Named object pointing entries:
━━━

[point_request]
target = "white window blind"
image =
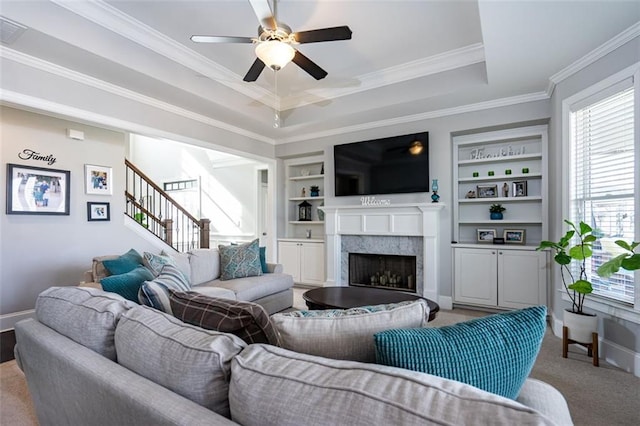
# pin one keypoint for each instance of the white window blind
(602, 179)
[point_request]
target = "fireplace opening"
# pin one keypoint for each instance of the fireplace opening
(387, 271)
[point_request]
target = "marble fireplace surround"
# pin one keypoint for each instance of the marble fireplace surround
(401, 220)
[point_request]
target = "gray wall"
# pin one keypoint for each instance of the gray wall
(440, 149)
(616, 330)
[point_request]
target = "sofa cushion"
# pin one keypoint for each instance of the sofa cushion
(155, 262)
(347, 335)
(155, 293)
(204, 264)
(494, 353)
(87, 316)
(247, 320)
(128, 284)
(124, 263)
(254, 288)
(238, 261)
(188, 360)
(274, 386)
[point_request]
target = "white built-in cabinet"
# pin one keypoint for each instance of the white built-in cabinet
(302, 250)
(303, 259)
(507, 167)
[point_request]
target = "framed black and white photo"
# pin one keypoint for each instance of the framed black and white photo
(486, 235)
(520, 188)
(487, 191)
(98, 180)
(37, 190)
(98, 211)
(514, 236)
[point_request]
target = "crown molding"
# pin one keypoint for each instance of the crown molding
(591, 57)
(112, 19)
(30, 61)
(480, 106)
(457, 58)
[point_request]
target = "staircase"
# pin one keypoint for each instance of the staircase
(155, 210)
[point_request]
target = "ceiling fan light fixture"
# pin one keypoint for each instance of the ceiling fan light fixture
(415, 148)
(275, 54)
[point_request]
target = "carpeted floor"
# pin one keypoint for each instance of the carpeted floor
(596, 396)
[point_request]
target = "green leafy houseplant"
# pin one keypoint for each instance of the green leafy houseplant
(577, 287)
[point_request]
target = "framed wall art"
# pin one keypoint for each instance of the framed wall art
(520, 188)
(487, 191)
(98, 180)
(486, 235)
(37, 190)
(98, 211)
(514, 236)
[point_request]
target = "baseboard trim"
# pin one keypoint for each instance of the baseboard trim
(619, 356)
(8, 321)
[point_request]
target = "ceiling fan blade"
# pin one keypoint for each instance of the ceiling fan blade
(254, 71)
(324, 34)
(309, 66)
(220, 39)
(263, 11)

━━━

## Set exercise
Every line should be retyped exactly, with the pictures omitted.

## Written response
[point_request]
target = "white window blind"
image =
# pin one keypoint for each instance of the white window blind
(602, 179)
[point_request]
target = "fireplace opening"
# pin one keypoint for each instance of the fireplace opening
(387, 271)
[point_request]
target = "marble fireplace surround"
# pin one keypoint for each instance of the marble fireplace surround
(401, 220)
[point_request]
target = "gray wall"
# pin one keypoint for each instance of the gray wall
(440, 149)
(616, 330)
[point_request]
target = "sofa cushion"
# pin one keypoint for each instance of the sofa cushion
(155, 262)
(347, 335)
(155, 293)
(204, 264)
(494, 353)
(87, 316)
(247, 320)
(128, 284)
(124, 263)
(254, 288)
(238, 261)
(188, 360)
(274, 386)
[point_request]
target = "white built-in cabinet"
# pin one keypoint for each instance of the white built-in cabinet
(302, 250)
(303, 259)
(507, 167)
[point_request]
target = "framed black and white photo"
# pin one keypoint for each instance of the framed black and white photo
(486, 235)
(520, 188)
(487, 191)
(98, 180)
(37, 190)
(98, 211)
(514, 236)
[point_request]
target = "crown molding"
# pin one keypoint for each instance of the crown molding
(591, 57)
(112, 19)
(30, 61)
(480, 106)
(457, 58)
[point_request]
target = "staircase"
# pin one keypoint for each instance of the staircase
(155, 210)
[point_request]
target = "ceiling fan light fixture"
# pin one keypoint for each instance of the ceiling fan light fixture
(415, 148)
(275, 54)
[point_request]
target = "carpeted floor"
# pin one keypoint for each instance of the carpeted floor
(596, 396)
[point_request]
target = "green leafy houseplant"
# pin one keypoint for each instance of the green leafy houseplant
(577, 287)
[point_request]
target = "framed wall art"
# pin one keypoint for each instance of the framed wall art
(520, 188)
(487, 191)
(98, 180)
(486, 235)
(37, 190)
(98, 211)
(514, 236)
[point_request]
target = "baseboard trim"
# pin one keypoint for each instance of the baseboard trim
(619, 356)
(8, 321)
[point_request]
target = "ceiling fan blade"
# pin one keypoint for each instance of the ceiling fan blade
(254, 71)
(324, 34)
(309, 66)
(220, 39)
(263, 11)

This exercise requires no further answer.